**** PASSAGE
In his context, as a church leader seeking to encourage ministry and discipleship in an uncertain future, he is driven by a vision much different from that of Barbara Brown Taylor. Some undiscerning folk might understand such a vision of church, with its talk of worshipping and witnessing communities and new expressions of life is not amenable to an Anglo-Catholic theology and practice. That would be a very short-sighted conclusion. In 2004, for example, a report from the Church of England's Mission and Public Affairs Council entitled Mission Shaped Church, outlined amongst its descriptions of fresh expressions of church the phenomenon of "traditional forms of church inspiring new interest". "There is evidence", the report states, "of an increase in attendance at cathedral and other churches offering traditional styles of worship". [6] We need to keep in mind that those drawn to worship for the first time can and do experience St Peter's as a fresh expression of Church. I know I did in 1995!
********
**** EXTRACTED ENTRIES
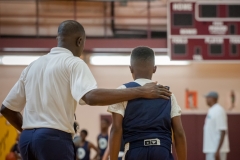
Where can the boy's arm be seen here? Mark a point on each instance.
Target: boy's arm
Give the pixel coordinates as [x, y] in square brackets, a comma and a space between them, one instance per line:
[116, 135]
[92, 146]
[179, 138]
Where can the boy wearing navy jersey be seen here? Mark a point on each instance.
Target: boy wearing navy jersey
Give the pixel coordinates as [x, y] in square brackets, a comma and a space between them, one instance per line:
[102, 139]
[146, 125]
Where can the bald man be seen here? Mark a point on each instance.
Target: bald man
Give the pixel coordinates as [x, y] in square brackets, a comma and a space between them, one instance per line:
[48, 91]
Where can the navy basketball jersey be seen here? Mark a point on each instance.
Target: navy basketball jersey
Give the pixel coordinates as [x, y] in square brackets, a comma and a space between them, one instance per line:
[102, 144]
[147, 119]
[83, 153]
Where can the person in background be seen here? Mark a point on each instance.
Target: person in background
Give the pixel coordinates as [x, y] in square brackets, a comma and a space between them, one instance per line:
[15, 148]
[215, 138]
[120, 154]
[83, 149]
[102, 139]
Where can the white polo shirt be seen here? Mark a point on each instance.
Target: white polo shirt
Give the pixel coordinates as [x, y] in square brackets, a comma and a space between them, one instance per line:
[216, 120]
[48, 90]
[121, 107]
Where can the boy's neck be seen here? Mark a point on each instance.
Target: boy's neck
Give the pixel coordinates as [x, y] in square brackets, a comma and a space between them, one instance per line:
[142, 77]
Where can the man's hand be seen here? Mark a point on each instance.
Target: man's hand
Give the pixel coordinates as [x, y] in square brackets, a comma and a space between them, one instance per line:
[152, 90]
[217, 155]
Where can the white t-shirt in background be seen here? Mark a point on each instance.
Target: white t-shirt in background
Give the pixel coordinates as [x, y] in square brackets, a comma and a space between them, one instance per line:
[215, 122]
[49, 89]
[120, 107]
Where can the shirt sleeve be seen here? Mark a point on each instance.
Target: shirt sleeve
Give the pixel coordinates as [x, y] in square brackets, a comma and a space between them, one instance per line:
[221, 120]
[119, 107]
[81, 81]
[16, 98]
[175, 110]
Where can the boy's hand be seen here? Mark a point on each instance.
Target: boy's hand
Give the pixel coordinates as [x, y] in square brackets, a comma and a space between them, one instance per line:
********
YOUR TASKS:
1) Copy out the rows word for word, starting at the line that contains "Where can the white t-shirt" and running through the last row.
2) Write what comes next in the church passage, picking up after its final sentence.
The church passage and the rows come from unrelated sources.

RESPONSES BY TASK:
1)
Where can the white t-shirt in background be seen here? Mark a point on each instance.
Target: white t-shirt in background
Give the pixel coordinates as [x, y] in square brackets, a comma and a space between them, one instance per line:
[215, 122]
[49, 89]
[120, 107]
Where can the shirt sleeve be seen here? Mark a point on each instance.
Target: shirt sleeve
Give the pixel coordinates as [x, y] in square brackets, a comma and a space between them, one instance per line:
[221, 120]
[119, 107]
[81, 81]
[16, 98]
[175, 110]
Where can the boy's hand be seen here? Mark a point on each instance.
Target: boy's hand
Give the pixel coordinates as [x, y] in square brackets, a comma and a space between them, one instance per line:

2)
If the Acts of God, Jesus, the Holy Spirit, Paul and the other Apostles tell us anything it is that we will be surprised, disturbed, even shocked. St Peter and the other Apostles were taken to places and did things they otherwise could not have imagined. I wonder how St Paul would feel standing in that abandoned cathedral with Barbara Brown Taylor. I wonder how St Peter would feel worshipping with us today. I wonder what expression of Church we will be in 2015 when Bishop Stephen is among us — and beyond.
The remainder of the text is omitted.